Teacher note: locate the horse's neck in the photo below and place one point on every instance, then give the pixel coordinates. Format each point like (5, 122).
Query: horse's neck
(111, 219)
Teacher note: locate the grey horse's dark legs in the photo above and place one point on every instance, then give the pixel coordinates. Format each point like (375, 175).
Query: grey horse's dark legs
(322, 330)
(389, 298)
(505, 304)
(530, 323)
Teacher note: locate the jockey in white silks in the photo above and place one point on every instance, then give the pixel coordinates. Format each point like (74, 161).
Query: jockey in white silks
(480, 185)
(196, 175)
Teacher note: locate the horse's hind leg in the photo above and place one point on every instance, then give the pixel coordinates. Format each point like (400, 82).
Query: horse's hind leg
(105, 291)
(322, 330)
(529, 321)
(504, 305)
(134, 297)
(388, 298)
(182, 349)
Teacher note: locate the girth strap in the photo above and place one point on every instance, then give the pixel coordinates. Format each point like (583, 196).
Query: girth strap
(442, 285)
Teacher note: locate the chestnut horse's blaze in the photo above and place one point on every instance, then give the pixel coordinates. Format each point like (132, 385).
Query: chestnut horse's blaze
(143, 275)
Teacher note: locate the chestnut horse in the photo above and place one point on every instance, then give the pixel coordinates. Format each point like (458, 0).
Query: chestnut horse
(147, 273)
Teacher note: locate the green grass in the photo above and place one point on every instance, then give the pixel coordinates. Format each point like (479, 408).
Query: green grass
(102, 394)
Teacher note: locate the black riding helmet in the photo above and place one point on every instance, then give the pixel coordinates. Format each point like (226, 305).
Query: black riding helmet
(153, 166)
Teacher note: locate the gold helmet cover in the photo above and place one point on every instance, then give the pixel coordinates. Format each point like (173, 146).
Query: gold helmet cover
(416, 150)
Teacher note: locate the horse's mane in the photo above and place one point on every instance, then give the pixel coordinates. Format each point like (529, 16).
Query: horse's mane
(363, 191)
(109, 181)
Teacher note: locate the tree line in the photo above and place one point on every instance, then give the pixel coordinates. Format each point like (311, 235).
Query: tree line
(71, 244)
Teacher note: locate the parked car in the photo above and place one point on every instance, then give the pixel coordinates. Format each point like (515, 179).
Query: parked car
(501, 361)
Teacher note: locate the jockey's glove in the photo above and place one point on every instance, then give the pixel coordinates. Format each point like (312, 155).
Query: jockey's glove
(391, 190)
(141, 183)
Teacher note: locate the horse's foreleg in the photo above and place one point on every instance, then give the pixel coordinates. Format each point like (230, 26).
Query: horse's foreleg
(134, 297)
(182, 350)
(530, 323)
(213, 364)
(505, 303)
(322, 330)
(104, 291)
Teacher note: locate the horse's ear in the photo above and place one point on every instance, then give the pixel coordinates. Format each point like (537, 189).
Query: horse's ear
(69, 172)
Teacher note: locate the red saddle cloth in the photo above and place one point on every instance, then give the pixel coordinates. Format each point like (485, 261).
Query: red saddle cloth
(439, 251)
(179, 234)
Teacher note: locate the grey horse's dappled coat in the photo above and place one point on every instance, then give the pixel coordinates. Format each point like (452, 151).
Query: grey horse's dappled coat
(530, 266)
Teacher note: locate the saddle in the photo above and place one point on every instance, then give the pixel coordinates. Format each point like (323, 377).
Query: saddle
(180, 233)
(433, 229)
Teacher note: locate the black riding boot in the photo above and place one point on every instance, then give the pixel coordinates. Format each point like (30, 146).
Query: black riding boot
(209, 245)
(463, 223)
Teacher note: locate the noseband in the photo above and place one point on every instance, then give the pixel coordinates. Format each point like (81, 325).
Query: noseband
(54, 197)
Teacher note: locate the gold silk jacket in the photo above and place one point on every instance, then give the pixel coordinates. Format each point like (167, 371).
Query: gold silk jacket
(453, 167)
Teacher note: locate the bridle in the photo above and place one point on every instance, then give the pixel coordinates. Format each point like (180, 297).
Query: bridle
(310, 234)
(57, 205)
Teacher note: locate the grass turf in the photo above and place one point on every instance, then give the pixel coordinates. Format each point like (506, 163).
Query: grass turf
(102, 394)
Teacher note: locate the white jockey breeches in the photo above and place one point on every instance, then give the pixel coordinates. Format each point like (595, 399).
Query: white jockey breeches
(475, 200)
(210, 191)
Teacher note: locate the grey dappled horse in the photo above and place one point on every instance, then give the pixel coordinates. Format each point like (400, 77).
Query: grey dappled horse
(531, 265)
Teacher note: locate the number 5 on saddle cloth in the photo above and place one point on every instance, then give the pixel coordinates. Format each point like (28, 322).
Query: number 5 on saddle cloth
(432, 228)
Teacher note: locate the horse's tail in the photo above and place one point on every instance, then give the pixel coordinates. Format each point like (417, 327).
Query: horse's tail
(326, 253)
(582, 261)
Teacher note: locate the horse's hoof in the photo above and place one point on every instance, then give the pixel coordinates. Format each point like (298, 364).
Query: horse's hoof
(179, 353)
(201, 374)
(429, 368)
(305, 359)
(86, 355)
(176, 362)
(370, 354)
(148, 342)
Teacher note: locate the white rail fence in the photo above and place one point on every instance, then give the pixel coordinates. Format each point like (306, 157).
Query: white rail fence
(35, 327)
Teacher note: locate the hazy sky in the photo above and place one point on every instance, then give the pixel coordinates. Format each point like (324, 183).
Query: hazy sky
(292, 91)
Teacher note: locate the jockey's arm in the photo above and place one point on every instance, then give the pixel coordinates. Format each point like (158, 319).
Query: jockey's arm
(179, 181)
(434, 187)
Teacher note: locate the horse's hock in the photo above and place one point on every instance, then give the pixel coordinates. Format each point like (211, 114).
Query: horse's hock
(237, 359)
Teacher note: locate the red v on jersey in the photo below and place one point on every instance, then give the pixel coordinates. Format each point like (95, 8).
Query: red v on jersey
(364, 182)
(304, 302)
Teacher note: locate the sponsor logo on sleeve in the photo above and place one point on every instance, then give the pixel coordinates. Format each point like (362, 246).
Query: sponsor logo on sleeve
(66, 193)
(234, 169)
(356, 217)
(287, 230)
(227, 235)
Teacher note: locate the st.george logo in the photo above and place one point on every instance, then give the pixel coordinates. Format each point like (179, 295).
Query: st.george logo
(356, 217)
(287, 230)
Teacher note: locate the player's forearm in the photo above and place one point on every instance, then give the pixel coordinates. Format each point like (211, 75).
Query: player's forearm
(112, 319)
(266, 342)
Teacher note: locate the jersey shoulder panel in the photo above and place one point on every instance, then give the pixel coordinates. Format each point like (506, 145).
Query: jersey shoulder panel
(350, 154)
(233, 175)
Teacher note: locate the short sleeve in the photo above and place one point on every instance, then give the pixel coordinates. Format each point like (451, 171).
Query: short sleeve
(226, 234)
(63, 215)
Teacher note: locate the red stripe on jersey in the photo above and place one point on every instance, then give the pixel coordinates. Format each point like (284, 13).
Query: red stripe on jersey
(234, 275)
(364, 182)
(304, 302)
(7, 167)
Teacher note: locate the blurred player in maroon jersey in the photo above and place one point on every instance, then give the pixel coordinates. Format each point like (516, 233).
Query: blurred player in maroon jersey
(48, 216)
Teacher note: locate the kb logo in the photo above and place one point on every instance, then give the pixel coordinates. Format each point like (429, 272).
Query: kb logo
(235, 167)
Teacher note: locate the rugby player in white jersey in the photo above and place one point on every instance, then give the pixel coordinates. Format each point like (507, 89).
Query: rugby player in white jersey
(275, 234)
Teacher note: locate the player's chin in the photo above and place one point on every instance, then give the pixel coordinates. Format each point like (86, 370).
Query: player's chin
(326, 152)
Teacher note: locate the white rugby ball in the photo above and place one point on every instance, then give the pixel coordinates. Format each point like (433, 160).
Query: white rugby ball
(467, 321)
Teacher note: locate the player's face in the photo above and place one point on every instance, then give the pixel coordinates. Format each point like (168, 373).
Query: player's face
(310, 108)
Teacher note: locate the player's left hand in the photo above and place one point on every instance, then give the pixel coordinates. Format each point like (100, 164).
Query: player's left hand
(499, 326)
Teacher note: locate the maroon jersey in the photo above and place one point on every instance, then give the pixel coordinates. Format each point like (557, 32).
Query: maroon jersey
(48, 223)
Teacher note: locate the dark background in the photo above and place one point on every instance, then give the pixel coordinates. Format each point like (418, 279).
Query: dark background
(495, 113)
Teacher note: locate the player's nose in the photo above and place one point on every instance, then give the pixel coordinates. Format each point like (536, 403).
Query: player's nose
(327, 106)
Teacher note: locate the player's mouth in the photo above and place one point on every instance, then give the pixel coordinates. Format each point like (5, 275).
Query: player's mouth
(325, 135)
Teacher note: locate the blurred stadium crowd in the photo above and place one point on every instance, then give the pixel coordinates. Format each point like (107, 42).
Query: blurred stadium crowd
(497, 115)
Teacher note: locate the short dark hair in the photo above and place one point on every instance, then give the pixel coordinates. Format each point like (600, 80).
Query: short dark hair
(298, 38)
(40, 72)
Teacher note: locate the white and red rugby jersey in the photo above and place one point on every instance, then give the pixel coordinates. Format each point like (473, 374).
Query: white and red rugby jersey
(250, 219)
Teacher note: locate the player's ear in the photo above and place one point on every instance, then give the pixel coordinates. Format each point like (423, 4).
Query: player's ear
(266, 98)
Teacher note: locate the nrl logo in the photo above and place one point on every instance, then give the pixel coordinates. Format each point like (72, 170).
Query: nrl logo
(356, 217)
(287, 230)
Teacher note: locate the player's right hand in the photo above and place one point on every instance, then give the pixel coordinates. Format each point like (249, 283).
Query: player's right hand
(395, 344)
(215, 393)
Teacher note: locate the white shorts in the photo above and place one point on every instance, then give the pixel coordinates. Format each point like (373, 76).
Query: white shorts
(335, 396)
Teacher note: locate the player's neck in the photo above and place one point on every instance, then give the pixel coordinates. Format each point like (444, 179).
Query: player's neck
...
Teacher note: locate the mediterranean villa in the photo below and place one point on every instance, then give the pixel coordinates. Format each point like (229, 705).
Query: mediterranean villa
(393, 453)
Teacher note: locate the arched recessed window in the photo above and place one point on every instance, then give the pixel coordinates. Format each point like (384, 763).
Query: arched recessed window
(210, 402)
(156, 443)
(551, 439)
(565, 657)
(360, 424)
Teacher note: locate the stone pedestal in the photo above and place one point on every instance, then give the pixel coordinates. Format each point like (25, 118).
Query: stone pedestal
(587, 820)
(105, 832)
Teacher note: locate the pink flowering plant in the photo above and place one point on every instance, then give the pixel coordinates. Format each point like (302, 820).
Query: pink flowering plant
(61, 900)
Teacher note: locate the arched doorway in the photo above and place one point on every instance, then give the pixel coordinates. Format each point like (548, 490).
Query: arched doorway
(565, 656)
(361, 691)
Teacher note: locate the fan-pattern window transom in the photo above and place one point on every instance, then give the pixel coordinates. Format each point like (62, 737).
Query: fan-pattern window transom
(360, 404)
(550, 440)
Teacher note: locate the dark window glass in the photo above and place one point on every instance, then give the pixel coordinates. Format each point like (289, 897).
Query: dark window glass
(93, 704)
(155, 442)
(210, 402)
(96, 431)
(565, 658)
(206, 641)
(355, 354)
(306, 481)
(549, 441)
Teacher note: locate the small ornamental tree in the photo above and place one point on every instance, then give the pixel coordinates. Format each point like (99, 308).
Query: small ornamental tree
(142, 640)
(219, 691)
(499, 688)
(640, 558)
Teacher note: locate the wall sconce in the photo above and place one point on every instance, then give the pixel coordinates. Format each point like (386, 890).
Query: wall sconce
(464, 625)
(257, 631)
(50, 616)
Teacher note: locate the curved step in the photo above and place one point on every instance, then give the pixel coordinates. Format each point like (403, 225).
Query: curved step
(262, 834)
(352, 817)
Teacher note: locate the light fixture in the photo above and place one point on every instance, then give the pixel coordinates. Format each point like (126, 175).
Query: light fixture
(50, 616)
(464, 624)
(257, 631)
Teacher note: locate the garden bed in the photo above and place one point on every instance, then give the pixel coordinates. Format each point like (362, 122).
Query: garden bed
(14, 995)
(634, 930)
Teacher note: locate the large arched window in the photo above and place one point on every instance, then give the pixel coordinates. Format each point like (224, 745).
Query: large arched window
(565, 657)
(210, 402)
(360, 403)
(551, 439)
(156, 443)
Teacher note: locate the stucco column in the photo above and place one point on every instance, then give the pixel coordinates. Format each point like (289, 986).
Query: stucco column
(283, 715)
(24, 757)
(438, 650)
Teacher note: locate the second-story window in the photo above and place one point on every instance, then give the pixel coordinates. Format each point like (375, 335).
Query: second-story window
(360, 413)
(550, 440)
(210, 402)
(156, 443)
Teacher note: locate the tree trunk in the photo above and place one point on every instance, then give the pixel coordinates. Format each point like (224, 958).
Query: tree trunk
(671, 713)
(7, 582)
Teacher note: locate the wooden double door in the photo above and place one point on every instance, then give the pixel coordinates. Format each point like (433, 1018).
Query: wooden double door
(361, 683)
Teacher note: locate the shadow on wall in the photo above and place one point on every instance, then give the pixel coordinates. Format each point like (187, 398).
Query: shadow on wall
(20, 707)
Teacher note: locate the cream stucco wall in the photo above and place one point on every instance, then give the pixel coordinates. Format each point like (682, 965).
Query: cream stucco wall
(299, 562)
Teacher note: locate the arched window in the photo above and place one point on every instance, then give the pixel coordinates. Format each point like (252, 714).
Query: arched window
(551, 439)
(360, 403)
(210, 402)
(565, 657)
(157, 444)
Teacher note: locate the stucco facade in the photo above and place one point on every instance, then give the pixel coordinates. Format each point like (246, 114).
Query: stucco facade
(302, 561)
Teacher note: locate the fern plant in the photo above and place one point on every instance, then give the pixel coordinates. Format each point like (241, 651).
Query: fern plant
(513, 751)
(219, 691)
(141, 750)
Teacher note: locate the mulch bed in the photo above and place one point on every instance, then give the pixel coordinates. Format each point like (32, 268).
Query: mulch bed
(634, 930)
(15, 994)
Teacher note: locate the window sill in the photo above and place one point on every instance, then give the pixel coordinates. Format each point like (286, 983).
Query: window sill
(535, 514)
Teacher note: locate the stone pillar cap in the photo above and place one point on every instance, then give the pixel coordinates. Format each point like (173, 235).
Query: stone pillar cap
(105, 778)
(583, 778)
...
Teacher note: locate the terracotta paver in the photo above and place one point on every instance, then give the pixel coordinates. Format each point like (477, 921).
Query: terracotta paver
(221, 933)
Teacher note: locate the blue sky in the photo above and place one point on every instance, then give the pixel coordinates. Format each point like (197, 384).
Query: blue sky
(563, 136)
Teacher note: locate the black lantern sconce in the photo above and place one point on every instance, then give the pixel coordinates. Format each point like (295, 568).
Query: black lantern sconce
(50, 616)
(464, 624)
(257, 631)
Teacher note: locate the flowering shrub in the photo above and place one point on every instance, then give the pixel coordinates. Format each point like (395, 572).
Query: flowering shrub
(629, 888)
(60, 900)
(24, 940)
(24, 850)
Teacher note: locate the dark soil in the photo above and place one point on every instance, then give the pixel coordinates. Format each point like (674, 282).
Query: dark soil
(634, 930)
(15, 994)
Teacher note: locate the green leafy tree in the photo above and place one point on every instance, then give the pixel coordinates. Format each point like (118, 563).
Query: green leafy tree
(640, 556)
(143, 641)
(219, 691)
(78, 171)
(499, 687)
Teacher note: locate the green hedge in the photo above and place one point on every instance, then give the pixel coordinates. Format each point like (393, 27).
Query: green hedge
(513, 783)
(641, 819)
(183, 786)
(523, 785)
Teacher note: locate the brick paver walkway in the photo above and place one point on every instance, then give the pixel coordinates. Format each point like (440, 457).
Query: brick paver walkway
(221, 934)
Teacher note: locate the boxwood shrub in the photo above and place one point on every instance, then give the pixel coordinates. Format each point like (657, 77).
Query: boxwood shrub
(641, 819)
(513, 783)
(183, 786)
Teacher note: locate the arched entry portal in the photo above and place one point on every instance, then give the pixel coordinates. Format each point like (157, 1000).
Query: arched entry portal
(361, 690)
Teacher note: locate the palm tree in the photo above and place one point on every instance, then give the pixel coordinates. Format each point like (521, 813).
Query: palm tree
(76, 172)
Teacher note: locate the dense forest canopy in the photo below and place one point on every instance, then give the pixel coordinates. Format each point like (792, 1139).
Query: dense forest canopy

Task instructions: Pick out and copy every line of the entries above that contains the word "george", matching case exactly.

Solution for this task:
Teacher note: locate the st.george logo in the photo above and place one point on every instance, then give the pixel coordinates. Format each point like (179, 295).
Query: st.george logo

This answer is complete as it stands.